Exercise passage below:

I'm not taking a hiatus, but I am taking a breather for a few more days. I need to regroup and figure out how to tackle the mess I've written for myself. Ephemera will update as usual, but I'm going to be considering new takes on what I've got.

In other news: the first three bits of Naia's Tower are being edited by a friend, and depending on what he says, the series might get released in the next few weeks. I've also begun writing another storyline (I know, I know, I'm ridiculous about adding new projects; but I've got other things I've been writing since before I started the Scribblery as well, so this is just how I operate) called "PsychoActive", which I'm planning to create as a comic script and submit to Dark Horse Comics. Hey, you never know what you'll get if you don't try, right?

I signed up with a couple social networking sites, and  I'm going to do a bit of redesign on how I present Ephemera so that it's easier to read. I need to make sure to write up Bailey's bio to post tomorrow, and I want to redo Emiree's picture (and maybe Az's too), using some techniques I've been learning from an anatomy book I got from the library yesterday.

I think that's pretty much all the news that's worth mention. We'll see where things go from here!

Thu, Mar. 19th, 2009, 10:16 pm
Ephemera 04: "The Silence of the Envious"

Yep, it's that time again!

End of Exercise passage.
Records shown below:

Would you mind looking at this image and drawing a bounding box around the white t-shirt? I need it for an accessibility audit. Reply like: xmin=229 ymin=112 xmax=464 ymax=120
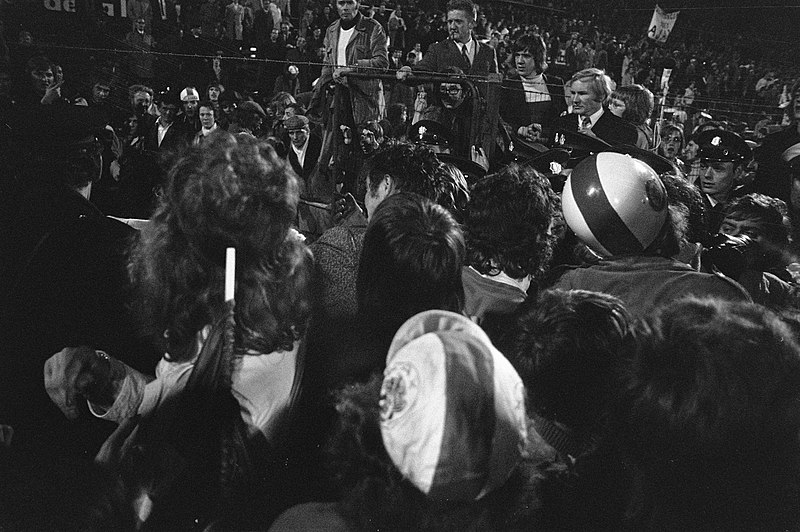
xmin=522 ymin=74 xmax=550 ymax=103
xmin=336 ymin=26 xmax=356 ymax=66
xmin=289 ymin=136 xmax=311 ymax=167
xmin=89 ymin=342 xmax=300 ymax=438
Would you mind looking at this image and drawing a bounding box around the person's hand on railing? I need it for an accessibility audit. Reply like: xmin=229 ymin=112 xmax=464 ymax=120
xmin=470 ymin=146 xmax=489 ymax=171
xmin=395 ymin=65 xmax=411 ymax=81
xmin=517 ymin=124 xmax=542 ymax=142
xmin=333 ymin=67 xmax=353 ymax=85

End of Records shown.

- Problem statement:
According to the blog update, to which publisher does the writer plan to submit "PsychoActive"?

- Your response:
Dark Horse Comics.